- **Excerpt provided**
II. Discussion of the Amendments
A. Amendment of Rule 4.5(a)(1) to Designate the Investment Adviser to a Registered Fund as the Excluded CPO
The Commission amended Rule 4.5(a)(1), which provides an exclusion from the definition of CPO for operators of Registered Funds (investment companies registered with the SEC under the Investment Company of Act of 1940 (the “ICA”)) that meet the commodity interest trading and marketing criteria in the rule. The amendment expressly designates the Registered Fund’s investment adviser (“RIA”) as the person excluded from the CPO definition.
In its current form, the terms of Rule 4.5 provide a CPO exclusion for the Registered Fund itself, rather than for the Registered Fund’s RIA. The CFTC proposed this amendment in order to align the terms of Rule 4.5 with its determination in 2012 that, for Registered Funds that do not qualify for the Rule 4.5 CPO exclusion, the Registered Fund’s RIA is the appropriate person to register and serve as the Fund’s CPO for regulatory purposes.

- **Data**
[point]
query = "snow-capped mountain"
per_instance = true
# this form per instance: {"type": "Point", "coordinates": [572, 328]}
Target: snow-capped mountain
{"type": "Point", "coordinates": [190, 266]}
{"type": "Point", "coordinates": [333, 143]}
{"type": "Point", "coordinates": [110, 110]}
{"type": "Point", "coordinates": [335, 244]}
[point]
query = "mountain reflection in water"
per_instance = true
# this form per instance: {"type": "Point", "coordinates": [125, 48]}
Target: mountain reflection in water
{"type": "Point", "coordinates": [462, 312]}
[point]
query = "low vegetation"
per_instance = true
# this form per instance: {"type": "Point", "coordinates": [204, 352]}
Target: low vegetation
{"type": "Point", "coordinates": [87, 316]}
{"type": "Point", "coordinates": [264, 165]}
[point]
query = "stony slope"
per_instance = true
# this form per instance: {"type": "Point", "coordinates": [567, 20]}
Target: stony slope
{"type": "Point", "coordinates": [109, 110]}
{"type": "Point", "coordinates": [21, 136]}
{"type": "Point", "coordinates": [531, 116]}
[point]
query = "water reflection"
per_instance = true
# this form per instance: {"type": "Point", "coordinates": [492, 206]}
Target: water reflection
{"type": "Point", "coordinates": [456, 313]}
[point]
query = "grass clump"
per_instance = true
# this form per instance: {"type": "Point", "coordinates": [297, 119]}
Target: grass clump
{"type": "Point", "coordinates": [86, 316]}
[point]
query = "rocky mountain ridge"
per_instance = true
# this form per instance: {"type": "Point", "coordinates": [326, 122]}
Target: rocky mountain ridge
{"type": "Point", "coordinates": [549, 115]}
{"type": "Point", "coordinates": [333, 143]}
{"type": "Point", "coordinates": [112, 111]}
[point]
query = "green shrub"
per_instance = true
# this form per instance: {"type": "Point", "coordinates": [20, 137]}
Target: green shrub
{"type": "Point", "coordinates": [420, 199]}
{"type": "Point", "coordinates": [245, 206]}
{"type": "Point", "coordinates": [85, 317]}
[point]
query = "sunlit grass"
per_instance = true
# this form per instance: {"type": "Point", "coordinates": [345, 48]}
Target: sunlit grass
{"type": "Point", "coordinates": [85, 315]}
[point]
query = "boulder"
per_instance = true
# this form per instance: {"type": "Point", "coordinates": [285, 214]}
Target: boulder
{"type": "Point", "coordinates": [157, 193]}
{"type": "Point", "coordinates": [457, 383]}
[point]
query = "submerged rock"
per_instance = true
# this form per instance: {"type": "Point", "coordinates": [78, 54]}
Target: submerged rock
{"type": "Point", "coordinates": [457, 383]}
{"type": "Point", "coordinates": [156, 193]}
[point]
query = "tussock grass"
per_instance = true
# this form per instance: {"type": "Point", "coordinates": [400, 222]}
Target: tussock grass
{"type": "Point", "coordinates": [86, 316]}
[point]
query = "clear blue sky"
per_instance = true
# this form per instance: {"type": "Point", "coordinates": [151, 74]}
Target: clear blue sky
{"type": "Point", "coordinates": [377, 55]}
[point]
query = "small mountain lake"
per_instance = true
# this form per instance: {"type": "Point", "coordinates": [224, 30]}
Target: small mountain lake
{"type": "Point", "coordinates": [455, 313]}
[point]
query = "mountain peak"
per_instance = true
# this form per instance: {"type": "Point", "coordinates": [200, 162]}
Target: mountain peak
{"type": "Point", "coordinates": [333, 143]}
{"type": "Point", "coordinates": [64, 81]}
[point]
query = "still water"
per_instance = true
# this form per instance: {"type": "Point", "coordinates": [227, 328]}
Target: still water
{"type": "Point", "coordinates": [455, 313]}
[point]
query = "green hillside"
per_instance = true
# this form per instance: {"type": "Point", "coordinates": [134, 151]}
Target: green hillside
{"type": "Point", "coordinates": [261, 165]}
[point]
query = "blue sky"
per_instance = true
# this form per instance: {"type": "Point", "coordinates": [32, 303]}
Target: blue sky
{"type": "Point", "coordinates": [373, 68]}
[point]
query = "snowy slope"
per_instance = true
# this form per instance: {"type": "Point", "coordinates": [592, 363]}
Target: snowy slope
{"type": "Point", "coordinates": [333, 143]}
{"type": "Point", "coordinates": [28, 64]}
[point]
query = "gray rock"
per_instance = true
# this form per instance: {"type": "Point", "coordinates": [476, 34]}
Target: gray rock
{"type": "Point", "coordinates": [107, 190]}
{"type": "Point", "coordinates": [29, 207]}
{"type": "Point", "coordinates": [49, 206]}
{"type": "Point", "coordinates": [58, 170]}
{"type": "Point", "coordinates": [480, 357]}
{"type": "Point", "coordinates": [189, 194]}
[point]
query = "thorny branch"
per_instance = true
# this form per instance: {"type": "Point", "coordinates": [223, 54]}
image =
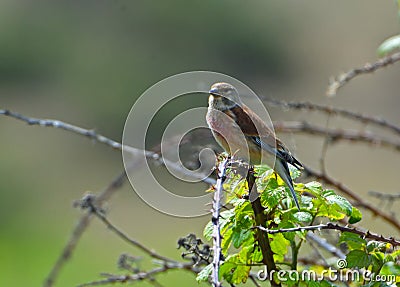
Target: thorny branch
{"type": "Point", "coordinates": [215, 220]}
{"type": "Point", "coordinates": [296, 127]}
{"type": "Point", "coordinates": [80, 228]}
{"type": "Point", "coordinates": [88, 202]}
{"type": "Point", "coordinates": [338, 82]}
{"type": "Point", "coordinates": [378, 121]}
{"type": "Point", "coordinates": [336, 134]}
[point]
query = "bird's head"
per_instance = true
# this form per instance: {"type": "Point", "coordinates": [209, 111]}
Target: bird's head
{"type": "Point", "coordinates": [223, 96]}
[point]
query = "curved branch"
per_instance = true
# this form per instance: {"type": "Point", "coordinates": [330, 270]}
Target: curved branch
{"type": "Point", "coordinates": [339, 81]}
{"type": "Point", "coordinates": [336, 111]}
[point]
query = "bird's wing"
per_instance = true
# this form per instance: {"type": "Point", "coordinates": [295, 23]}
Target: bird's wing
{"type": "Point", "coordinates": [264, 137]}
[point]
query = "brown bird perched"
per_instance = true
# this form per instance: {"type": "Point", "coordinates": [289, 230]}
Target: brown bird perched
{"type": "Point", "coordinates": [242, 133]}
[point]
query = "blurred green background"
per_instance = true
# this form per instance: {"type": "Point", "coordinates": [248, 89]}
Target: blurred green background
{"type": "Point", "coordinates": [85, 62]}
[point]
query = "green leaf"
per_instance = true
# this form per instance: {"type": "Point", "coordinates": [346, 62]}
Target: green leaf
{"type": "Point", "coordinates": [314, 187]}
{"type": "Point", "coordinates": [342, 202]}
{"type": "Point", "coordinates": [279, 244]}
{"type": "Point", "coordinates": [208, 230]}
{"type": "Point", "coordinates": [294, 172]}
{"type": "Point", "coordinates": [225, 218]}
{"type": "Point", "coordinates": [389, 45]}
{"type": "Point", "coordinates": [234, 271]}
{"type": "Point", "coordinates": [302, 216]}
{"type": "Point", "coordinates": [377, 246]}
{"type": "Point", "coordinates": [377, 259]}
{"type": "Point", "coordinates": [355, 216]}
{"type": "Point", "coordinates": [205, 273]}
{"type": "Point", "coordinates": [271, 198]}
{"type": "Point", "coordinates": [353, 241]}
{"type": "Point", "coordinates": [358, 258]}
{"type": "Point", "coordinates": [390, 268]}
{"type": "Point", "coordinates": [287, 224]}
{"type": "Point", "coordinates": [239, 236]}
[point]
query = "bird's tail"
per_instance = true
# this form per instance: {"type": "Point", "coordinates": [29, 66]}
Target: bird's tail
{"type": "Point", "coordinates": [282, 170]}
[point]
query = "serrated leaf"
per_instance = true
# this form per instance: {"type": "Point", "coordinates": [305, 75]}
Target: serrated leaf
{"type": "Point", "coordinates": [287, 224]}
{"type": "Point", "coordinates": [240, 236]}
{"type": "Point", "coordinates": [358, 258]}
{"type": "Point", "coordinates": [353, 241]}
{"type": "Point", "coordinates": [271, 198]}
{"type": "Point", "coordinates": [342, 202]}
{"type": "Point", "coordinates": [302, 216]}
{"type": "Point", "coordinates": [294, 172]}
{"type": "Point", "coordinates": [279, 244]}
{"type": "Point", "coordinates": [389, 45]}
{"type": "Point", "coordinates": [390, 268]}
{"type": "Point", "coordinates": [355, 216]}
{"type": "Point", "coordinates": [226, 240]}
{"type": "Point", "coordinates": [205, 273]}
{"type": "Point", "coordinates": [208, 230]}
{"type": "Point", "coordinates": [225, 218]}
{"type": "Point", "coordinates": [314, 187]}
{"type": "Point", "coordinates": [233, 271]}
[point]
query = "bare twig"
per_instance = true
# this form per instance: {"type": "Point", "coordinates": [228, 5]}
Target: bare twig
{"type": "Point", "coordinates": [215, 220]}
{"type": "Point", "coordinates": [105, 140]}
{"type": "Point", "coordinates": [88, 202]}
{"type": "Point", "coordinates": [338, 82]}
{"type": "Point", "coordinates": [337, 111]}
{"type": "Point", "coordinates": [336, 134]}
{"type": "Point", "coordinates": [80, 228]}
{"type": "Point", "coordinates": [323, 243]}
{"type": "Point", "coordinates": [384, 196]}
{"type": "Point", "coordinates": [329, 225]}
{"type": "Point", "coordinates": [140, 276]}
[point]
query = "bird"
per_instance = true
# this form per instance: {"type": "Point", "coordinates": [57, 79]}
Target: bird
{"type": "Point", "coordinates": [243, 134]}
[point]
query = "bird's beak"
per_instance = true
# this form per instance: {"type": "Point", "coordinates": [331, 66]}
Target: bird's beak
{"type": "Point", "coordinates": [214, 92]}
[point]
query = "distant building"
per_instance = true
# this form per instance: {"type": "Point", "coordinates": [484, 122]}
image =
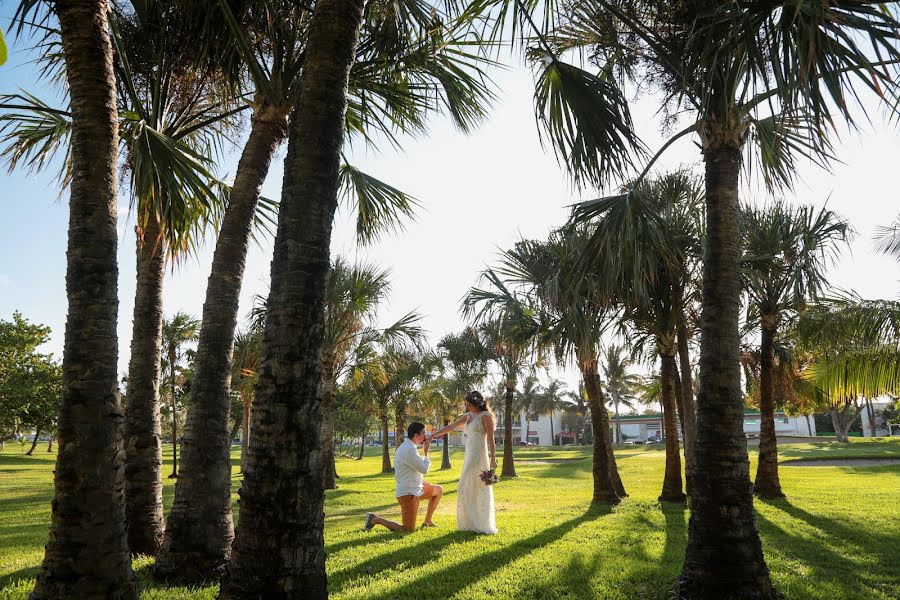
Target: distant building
{"type": "Point", "coordinates": [649, 427]}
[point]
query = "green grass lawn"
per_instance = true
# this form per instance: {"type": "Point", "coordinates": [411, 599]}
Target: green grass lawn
{"type": "Point", "coordinates": [836, 536]}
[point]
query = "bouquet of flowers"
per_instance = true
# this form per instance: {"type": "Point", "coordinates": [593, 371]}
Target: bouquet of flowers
{"type": "Point", "coordinates": [489, 477]}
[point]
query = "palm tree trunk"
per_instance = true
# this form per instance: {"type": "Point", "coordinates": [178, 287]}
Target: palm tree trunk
{"type": "Point", "coordinates": [871, 415]}
{"type": "Point", "coordinates": [602, 467]}
{"type": "Point", "coordinates": [328, 424]}
{"type": "Point", "coordinates": [767, 483]}
{"type": "Point", "coordinates": [445, 451]}
{"type": "Point", "coordinates": [143, 430]}
{"type": "Point", "coordinates": [672, 490]}
{"type": "Point", "coordinates": [279, 548]}
{"type": "Point", "coordinates": [385, 444]}
{"type": "Point", "coordinates": [245, 432]}
{"type": "Point", "coordinates": [87, 553]}
{"type": "Point", "coordinates": [689, 424]}
{"type": "Point", "coordinates": [172, 396]}
{"type": "Point", "coordinates": [199, 531]}
{"type": "Point", "coordinates": [37, 432]}
{"type": "Point", "coordinates": [724, 556]}
{"type": "Point", "coordinates": [399, 423]}
{"type": "Point", "coordinates": [552, 436]}
{"type": "Point", "coordinates": [509, 466]}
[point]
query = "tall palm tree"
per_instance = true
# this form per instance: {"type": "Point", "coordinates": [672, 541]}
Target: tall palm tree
{"type": "Point", "coordinates": [279, 547]}
{"type": "Point", "coordinates": [352, 295]}
{"type": "Point", "coordinates": [553, 399]}
{"type": "Point", "coordinates": [773, 79]}
{"type": "Point", "coordinates": [787, 250]}
{"type": "Point", "coordinates": [507, 338]}
{"type": "Point", "coordinates": [644, 246]}
{"type": "Point", "coordinates": [88, 527]}
{"type": "Point", "coordinates": [570, 313]}
{"type": "Point", "coordinates": [180, 329]}
{"type": "Point", "coordinates": [172, 118]}
{"type": "Point", "coordinates": [409, 64]}
{"type": "Point", "coordinates": [619, 382]}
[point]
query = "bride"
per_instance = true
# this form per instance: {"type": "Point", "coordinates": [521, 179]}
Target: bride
{"type": "Point", "coordinates": [475, 500]}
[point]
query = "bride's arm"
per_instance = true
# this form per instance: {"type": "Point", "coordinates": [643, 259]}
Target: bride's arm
{"type": "Point", "coordinates": [449, 427]}
{"type": "Point", "coordinates": [488, 421]}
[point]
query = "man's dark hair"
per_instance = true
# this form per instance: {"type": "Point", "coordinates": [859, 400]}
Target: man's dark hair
{"type": "Point", "coordinates": [414, 429]}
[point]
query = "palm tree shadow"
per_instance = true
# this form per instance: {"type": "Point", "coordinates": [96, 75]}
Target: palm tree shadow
{"type": "Point", "coordinates": [476, 568]}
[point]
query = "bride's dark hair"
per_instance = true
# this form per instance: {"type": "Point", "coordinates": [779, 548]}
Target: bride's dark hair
{"type": "Point", "coordinates": [477, 400]}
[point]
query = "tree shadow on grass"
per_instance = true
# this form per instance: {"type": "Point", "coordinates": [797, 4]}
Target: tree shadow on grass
{"type": "Point", "coordinates": [475, 568]}
{"type": "Point", "coordinates": [881, 549]}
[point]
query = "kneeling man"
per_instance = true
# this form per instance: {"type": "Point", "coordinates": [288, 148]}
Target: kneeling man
{"type": "Point", "coordinates": [409, 471]}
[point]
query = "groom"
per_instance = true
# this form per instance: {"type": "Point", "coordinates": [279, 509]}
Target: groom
{"type": "Point", "coordinates": [409, 471]}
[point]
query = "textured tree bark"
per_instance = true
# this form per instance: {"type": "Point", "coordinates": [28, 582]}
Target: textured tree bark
{"type": "Point", "coordinates": [445, 450]}
{"type": "Point", "coordinates": [328, 424]}
{"type": "Point", "coordinates": [245, 428]}
{"type": "Point", "coordinates": [767, 483]}
{"type": "Point", "coordinates": [687, 401]}
{"type": "Point", "coordinates": [509, 465]}
{"type": "Point", "coordinates": [199, 530]}
{"type": "Point", "coordinates": [399, 423]}
{"type": "Point", "coordinates": [87, 555]}
{"type": "Point", "coordinates": [724, 556]}
{"type": "Point", "coordinates": [37, 433]}
{"type": "Point", "coordinates": [672, 490]}
{"type": "Point", "coordinates": [385, 445]}
{"type": "Point", "coordinates": [604, 490]}
{"type": "Point", "coordinates": [143, 430]}
{"type": "Point", "coordinates": [279, 547]}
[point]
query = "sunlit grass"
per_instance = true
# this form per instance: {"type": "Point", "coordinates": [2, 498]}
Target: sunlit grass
{"type": "Point", "coordinates": [834, 537]}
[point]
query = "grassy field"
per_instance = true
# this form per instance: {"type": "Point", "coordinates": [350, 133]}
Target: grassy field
{"type": "Point", "coordinates": [835, 537]}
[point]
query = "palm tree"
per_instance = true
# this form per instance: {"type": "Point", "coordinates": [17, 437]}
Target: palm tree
{"type": "Point", "coordinates": [773, 74]}
{"type": "Point", "coordinates": [408, 64]}
{"type": "Point", "coordinates": [507, 337]}
{"type": "Point", "coordinates": [570, 314]}
{"type": "Point", "coordinates": [171, 121]}
{"type": "Point", "coordinates": [553, 399]}
{"type": "Point", "coordinates": [88, 527]}
{"type": "Point", "coordinates": [619, 382]}
{"type": "Point", "coordinates": [177, 331]}
{"type": "Point", "coordinates": [352, 294]}
{"type": "Point", "coordinates": [643, 246]}
{"type": "Point", "coordinates": [528, 401]}
{"type": "Point", "coordinates": [786, 253]}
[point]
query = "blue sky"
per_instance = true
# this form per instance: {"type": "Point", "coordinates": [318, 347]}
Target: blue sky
{"type": "Point", "coordinates": [480, 193]}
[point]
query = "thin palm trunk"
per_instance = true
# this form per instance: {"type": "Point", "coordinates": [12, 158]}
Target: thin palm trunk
{"type": "Point", "coordinates": [871, 413]}
{"type": "Point", "coordinates": [87, 553]}
{"type": "Point", "coordinates": [445, 451]}
{"type": "Point", "coordinates": [509, 466]}
{"type": "Point", "coordinates": [767, 484]}
{"type": "Point", "coordinates": [279, 548]}
{"type": "Point", "coordinates": [37, 433]}
{"type": "Point", "coordinates": [245, 431]}
{"type": "Point", "coordinates": [173, 398]}
{"type": "Point", "coordinates": [143, 429]}
{"type": "Point", "coordinates": [602, 466]}
{"type": "Point", "coordinates": [328, 424]}
{"type": "Point", "coordinates": [399, 423]}
{"type": "Point", "coordinates": [385, 444]}
{"type": "Point", "coordinates": [687, 400]}
{"type": "Point", "coordinates": [199, 531]}
{"type": "Point", "coordinates": [724, 556]}
{"type": "Point", "coordinates": [672, 490]}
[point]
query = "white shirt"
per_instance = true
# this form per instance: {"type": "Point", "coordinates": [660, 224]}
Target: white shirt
{"type": "Point", "coordinates": [409, 469]}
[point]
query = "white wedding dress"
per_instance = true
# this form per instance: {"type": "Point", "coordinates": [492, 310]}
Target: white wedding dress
{"type": "Point", "coordinates": [475, 501]}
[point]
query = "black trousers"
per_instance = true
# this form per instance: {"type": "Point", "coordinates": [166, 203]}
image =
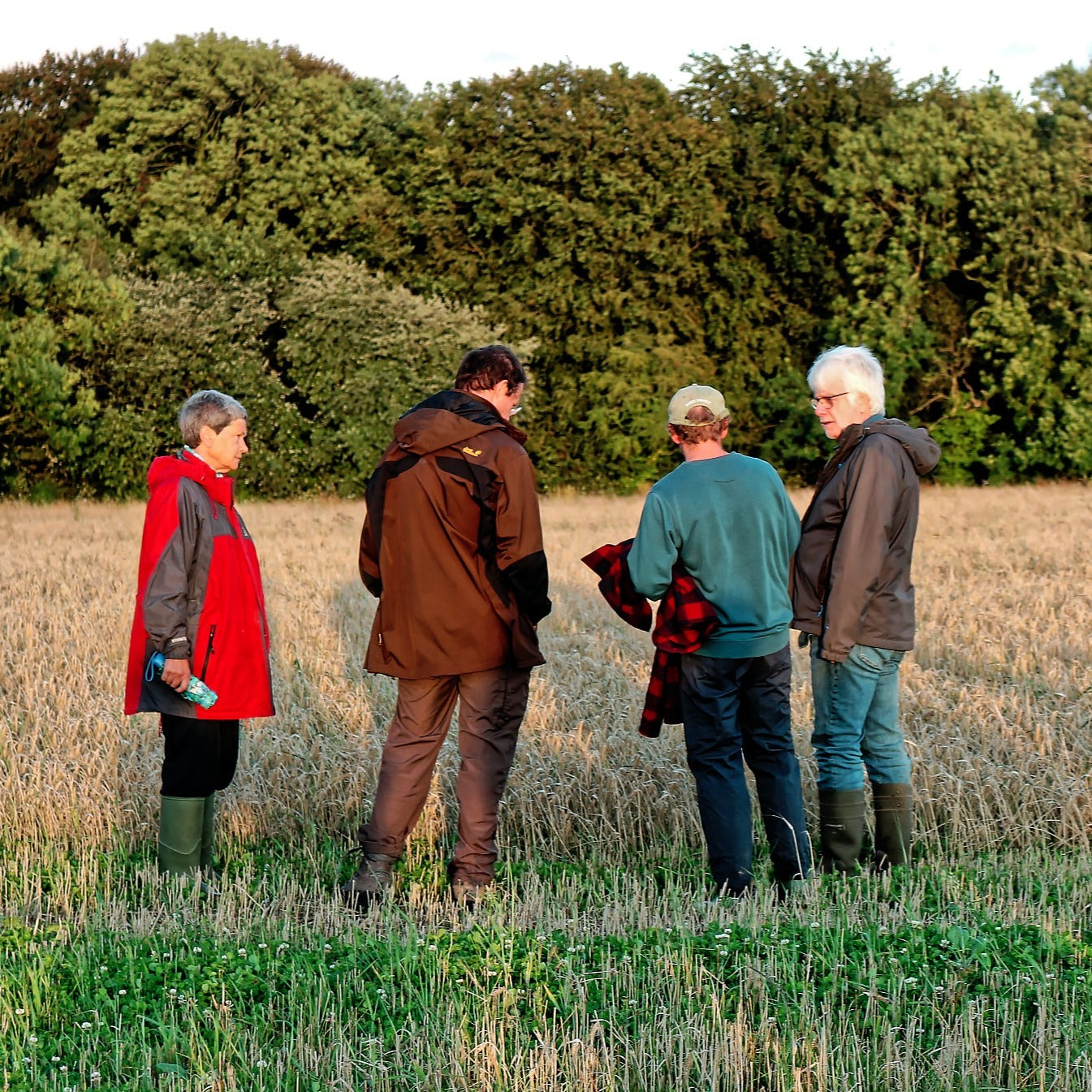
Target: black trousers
{"type": "Point", "coordinates": [199, 757]}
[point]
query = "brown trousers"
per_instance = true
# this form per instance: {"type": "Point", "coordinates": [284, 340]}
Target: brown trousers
{"type": "Point", "coordinates": [490, 710]}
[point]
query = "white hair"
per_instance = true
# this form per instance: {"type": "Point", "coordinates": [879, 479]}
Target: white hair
{"type": "Point", "coordinates": [206, 408]}
{"type": "Point", "coordinates": [853, 368]}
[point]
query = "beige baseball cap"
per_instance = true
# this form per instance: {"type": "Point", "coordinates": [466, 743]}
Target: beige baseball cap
{"type": "Point", "coordinates": [684, 399]}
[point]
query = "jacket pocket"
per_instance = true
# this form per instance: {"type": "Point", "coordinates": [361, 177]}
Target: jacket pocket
{"type": "Point", "coordinates": [209, 652]}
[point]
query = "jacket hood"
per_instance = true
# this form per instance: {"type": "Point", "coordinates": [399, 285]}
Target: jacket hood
{"type": "Point", "coordinates": [923, 450]}
{"type": "Point", "coordinates": [168, 468]}
{"type": "Point", "coordinates": [448, 418]}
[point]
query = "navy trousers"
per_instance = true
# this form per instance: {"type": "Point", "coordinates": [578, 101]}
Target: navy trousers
{"type": "Point", "coordinates": [736, 711]}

- **Requests**
[1] In the excerpt on the Rule 4.5 amendments, who does the amended Rule 4.5(a)(1) expressly name as the person excluded from the CPO definition?
[2] According to the excerpt on the Rule 4.5 amendments, why did the CFTC propose the amendment? Answer in one to three sentences.

- **Solutions to the exercise**
[1] The Registered Fund's investment adviser (RIA).

[2] The CFTC proposed it to align the terms of Rule 4.5 with a determination it made in 2012. Under that determination, for Registered Funds that do not qualify for the Rule 4.5 CPO exclusion, the Fund's RIA is the appropriate person to register and serve as the Fund's CPO for regulatory purposes.